Data items
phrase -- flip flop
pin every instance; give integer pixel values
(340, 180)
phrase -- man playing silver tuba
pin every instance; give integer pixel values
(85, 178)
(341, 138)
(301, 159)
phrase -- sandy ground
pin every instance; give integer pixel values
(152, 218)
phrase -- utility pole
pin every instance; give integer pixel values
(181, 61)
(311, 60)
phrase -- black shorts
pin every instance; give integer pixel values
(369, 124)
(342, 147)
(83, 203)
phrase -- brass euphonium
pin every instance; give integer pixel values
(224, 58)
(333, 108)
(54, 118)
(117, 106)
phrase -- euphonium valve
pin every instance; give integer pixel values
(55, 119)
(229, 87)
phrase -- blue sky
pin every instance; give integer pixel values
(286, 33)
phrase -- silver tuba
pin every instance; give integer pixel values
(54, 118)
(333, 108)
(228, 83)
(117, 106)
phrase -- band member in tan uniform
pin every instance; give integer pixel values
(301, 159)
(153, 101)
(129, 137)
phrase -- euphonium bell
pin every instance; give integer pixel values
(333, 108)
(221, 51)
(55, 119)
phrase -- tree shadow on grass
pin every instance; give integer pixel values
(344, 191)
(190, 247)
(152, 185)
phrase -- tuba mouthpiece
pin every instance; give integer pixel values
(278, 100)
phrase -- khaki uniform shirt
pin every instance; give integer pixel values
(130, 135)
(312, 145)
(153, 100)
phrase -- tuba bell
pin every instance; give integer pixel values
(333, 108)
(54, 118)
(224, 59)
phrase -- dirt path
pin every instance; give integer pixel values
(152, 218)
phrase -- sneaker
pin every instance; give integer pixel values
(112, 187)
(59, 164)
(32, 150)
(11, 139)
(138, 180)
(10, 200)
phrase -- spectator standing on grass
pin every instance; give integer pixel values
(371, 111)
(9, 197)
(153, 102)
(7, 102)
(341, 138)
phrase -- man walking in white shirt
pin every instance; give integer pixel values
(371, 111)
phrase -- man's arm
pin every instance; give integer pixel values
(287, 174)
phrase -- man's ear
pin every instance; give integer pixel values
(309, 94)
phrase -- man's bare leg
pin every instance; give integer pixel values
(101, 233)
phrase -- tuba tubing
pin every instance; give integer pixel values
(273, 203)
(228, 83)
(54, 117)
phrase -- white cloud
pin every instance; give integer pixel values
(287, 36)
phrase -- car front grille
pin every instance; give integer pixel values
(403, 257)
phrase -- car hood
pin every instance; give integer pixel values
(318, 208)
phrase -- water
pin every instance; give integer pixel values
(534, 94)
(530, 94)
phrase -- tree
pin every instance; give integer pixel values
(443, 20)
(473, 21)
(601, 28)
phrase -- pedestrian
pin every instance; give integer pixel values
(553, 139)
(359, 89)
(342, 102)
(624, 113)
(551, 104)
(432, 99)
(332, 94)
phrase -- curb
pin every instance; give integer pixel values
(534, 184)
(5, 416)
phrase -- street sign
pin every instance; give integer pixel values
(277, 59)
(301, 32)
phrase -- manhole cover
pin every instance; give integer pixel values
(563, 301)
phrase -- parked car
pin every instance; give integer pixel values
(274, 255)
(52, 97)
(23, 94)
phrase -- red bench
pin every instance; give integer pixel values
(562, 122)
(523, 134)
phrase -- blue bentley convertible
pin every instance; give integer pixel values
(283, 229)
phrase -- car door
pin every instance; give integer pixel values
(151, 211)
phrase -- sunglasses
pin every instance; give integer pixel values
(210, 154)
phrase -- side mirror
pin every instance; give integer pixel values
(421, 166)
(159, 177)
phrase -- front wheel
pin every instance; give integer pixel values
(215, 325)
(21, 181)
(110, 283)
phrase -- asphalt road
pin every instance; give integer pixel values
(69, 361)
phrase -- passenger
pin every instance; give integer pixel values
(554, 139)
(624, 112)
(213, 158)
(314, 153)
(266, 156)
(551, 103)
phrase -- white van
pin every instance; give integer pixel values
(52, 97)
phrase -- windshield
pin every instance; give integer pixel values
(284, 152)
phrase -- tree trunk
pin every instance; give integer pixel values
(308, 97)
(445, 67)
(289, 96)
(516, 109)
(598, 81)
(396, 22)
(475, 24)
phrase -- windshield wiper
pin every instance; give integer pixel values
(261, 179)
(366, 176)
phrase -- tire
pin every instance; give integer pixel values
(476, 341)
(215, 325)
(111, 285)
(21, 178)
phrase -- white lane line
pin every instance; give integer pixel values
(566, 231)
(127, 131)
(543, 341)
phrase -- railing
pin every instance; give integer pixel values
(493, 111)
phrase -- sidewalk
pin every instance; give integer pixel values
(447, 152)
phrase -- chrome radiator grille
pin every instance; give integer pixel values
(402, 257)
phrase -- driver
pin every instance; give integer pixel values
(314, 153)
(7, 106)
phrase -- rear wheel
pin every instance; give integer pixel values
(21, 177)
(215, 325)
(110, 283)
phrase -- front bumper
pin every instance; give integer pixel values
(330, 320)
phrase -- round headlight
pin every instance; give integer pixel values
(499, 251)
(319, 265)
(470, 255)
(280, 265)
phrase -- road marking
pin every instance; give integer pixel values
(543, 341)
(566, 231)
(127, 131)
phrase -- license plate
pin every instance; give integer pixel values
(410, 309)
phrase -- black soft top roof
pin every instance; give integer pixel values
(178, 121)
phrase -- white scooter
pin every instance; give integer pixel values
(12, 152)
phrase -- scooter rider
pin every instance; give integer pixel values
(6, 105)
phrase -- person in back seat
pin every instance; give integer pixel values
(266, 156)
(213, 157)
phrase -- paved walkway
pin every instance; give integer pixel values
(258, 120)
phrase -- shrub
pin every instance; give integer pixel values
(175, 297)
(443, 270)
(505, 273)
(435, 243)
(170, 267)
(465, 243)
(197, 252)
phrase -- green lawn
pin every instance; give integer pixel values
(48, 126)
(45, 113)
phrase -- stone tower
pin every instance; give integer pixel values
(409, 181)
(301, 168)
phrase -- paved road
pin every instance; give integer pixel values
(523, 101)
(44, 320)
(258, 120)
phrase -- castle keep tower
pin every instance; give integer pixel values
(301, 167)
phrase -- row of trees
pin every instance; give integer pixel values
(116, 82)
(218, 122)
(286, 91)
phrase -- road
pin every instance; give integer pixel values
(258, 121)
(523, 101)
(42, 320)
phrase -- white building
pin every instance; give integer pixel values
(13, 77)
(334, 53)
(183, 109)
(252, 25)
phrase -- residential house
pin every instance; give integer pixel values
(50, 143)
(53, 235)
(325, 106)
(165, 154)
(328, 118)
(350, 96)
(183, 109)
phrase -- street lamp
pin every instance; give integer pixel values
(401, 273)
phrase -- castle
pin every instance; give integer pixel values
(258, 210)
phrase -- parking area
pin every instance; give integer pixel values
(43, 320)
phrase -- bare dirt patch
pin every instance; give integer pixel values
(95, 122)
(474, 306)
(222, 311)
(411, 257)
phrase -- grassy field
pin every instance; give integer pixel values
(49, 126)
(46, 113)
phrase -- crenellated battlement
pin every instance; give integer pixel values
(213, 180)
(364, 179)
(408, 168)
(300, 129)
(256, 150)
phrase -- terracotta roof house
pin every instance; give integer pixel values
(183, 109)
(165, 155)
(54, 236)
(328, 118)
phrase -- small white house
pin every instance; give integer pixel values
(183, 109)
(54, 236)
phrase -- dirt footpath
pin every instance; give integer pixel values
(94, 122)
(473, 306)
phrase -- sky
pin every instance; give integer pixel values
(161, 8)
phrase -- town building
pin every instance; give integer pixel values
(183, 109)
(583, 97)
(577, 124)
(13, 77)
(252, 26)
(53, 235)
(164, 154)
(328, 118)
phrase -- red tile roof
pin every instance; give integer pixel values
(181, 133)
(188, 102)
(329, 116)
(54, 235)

## WORK REQUIRED
From the entries above, show each line that includes the string "silver".

## COMPLETED EXERCISE
phrase -- man playing silver tuba
phrase -- silver tuba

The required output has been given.